··· SELECTED TEXT ···
Today's poem is "Homage to Georg Trakl"
from Olga


Louis E. Bourgeois teaches literature and writing at Rust College in Holly Springs, Mississippi. Olga is his first book publication.

About Olga:

"What I love about Louis E. Bourgeois is the hard bone of narrative in each work. No forced pieties of most poets of the day. Bourgeois is in almost every poem haunting. Superb!"
—Barry Hannah

"The poetic writings of Louis E. Bourgeois offer an exacting appreciation of personal tragedy, and of an infinitely larger world that embraces ‘the indifference of life to all things.’ With unwavering self-awareness, the poet defies universal authority, and challenges the reader’s perceptions of passing events. His work is void of spurious hope, yet taunts us with a lingering sense of individual purpose."
··· DATA LISTING ···
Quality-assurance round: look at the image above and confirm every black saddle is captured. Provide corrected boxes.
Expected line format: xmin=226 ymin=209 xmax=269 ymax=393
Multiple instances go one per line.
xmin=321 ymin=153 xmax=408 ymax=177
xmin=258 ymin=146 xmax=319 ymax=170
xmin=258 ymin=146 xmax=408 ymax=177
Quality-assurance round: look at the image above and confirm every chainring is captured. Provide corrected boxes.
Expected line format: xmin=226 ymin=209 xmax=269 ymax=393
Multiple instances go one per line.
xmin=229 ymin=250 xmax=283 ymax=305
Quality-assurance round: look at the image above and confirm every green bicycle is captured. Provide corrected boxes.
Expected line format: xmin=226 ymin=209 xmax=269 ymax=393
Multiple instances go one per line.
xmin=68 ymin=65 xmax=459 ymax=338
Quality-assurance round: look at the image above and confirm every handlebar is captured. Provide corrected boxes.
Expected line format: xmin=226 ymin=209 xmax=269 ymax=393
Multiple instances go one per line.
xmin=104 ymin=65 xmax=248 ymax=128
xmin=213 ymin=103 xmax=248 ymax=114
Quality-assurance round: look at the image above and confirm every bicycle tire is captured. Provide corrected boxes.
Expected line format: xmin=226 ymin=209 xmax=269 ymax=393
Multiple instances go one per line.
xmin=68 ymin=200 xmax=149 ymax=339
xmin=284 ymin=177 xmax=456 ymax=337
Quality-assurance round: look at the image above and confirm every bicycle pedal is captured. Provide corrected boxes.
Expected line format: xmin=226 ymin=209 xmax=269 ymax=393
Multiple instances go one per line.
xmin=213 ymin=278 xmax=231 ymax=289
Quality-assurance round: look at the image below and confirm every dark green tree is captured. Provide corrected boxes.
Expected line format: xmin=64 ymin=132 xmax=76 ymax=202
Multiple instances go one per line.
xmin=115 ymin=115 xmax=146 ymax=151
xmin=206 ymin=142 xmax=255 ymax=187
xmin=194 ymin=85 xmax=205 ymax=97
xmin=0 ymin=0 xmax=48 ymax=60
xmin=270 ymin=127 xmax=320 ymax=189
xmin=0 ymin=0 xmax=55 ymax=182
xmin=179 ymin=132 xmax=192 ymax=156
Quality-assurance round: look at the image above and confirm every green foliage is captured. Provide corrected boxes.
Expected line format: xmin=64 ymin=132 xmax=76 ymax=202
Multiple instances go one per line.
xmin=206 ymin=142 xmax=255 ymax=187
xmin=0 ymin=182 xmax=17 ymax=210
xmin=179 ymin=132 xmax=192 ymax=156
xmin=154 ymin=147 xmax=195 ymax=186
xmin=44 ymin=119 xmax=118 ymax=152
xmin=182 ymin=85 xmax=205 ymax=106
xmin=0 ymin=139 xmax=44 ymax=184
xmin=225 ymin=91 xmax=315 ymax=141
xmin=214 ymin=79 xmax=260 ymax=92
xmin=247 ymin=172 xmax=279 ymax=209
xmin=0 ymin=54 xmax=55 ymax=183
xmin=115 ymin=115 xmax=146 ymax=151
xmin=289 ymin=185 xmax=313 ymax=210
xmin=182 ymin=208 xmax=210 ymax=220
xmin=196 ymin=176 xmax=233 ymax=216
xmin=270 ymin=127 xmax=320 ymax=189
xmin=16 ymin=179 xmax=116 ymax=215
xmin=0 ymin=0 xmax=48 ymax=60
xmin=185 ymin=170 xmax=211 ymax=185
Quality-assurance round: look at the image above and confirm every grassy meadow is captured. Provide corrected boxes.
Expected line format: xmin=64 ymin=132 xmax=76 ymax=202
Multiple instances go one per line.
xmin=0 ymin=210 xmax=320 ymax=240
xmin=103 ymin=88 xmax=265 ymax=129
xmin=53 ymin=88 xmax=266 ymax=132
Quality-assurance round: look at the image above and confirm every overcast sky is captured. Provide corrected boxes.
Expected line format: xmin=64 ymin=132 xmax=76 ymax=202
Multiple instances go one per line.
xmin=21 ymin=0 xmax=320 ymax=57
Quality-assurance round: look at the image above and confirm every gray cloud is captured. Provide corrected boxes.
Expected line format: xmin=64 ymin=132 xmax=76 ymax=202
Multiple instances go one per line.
···
#### TASK OBJECTIVE:
Continue the page about the poetry book Olga from its last sentence onward.

#### OUTPUT OF THE EXERCISE:
—Laura Qa

"The work of Louis E. Bourgeois combines the haunting redemption of Georg Trakl and the bitter beauty of Charles Wright into a necessary 21st century yawp. His poems are like small bombs that reverberate in the mind, and he also writes some of the best prose poems of any poet of his generation. His work never ceases to surprise and reveal. Olga is a much needed work, a first book that you’ll return to again and again."
—J.E. Pitts

"The astonishing poems of Louis E. Bourgeois’s first book, Olga, pass by in the silence of death or dream. In ‘Homage to Georg Trakl’ and “Homage to Søren Kierkegaard,’ he writes of ‘absolute negation/absolutely defined,’ of ‘nothingness/and dawn mist,’ in which all things lie ‘beyond the horizon/where winter always is.’ This is his territory, too—one which few have the courage to descend into, one where ‘They plan / executions better than they prepare for all who enter and stay/ lonely forever.’ His poems are dark, yes, but iridescent with the precise, haunting imagery of his Cajun landscape: a rich, rotting world where creosote fills the air, armadillo bones serve as toys for children who play beside a ditch, and a gar struggles on the shore of Lake Ponchartrain, its eyes full of fire, wearing ‘a suit of armor that only we could see.’"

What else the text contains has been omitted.